◆ Document section
This is the 3rd part of my personal and qualitative self-review of MIRI in 2013, in which I begin to review MIRI’s 2013 research activities. By “research activities” I mean to include outreach efforts primarily aimed at researchers, and also three types of research performed by MIRI:
- Expository research aims to consolidate and clarify already-completed strategic research or Friendly AI research that hasn’t yet been explained with sufficient clarity or succinctness, e.g. “Intelligence Explosion: Evidence and Import” and “Robust Cooperation: A Case Study in Friendly AI Research.” (I consider this a form of “research” because it often requires significant research work to explain ideas clearly, cite relevant sources, etc.)
- Strategic research aims to clarify how the future is likely to unfold, and what we can do now to nudge the future toward good outcomes, and involves more novel thought and modeling than expository research — though, the distinction is fuzzy. See e.g. “Intelligence Explosion Microeconomics” and “How We’re Predicting AI — or Failing to.”1
- Friendly AI research aims to solve the technical sub-problems that seem most relevant to the challenge of designing a stably self-improving artificial intelligence with humane values. This often involves sharpening philosophical problems into math problems, and then developing the math problems into engineering problems. See e.g. “Tiling Agents for Self-Modifying AI” and “Robust Cooperation in the Prisoner’s Dilemma.”
I’ll review MIRI’s strategic and expository research in this post; my review of MIRI’s 2013 Friendly AI research will appear in a future post. For the rest of this post, I usually won’t try to distinguish which writings are “expository” vs. “strategic” research, since most of them are partially of both kinds.

[Coordinate annotation entries]

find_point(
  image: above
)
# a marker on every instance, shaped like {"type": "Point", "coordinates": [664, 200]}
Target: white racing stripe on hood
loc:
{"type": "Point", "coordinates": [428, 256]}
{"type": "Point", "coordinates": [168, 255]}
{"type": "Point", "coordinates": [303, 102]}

◆ Task instructions
a: In the review of MIRI's 2013 research, why does the author count expository work as a form of research?
b: Write the next part of the review of MIRI's 2013 research, continuing from its last sentence.
The material is separate from the text about MIRI's 2013 research.

◆ Results in order
a: It often requires significant research work to explain ideas clearly, cite relevant sources, and so on.

b:
Strategic and expository research in 2013
- In 2013, our public-facing strategic and expository research consisted of 4 papers published directly by MIRI, 4 journal-targeted papers, 4 chapters in a peer-reviewed book, 9 in-depth analysis blog posts, 14 short analysis blog posts, and 16 interviews with domain experts.
- I think these efforts largely accomplished the goals at which they were aimed, but in 2013 we learned a great deal about how to accomplish those goals more efficiently in the future. In particular…
- Expert interviews seem to be the most efficient way to accomplish some of those goals.
- Rather than conducting large strategic research projects ourselves, we should focus on writing up what is already known (“expository research”) and on describing open research questions so that others can examine them.
What we did in 2013 and why
Below I list the writings that constitute MIRI’s public-facing2 strategic and expository research in 2013.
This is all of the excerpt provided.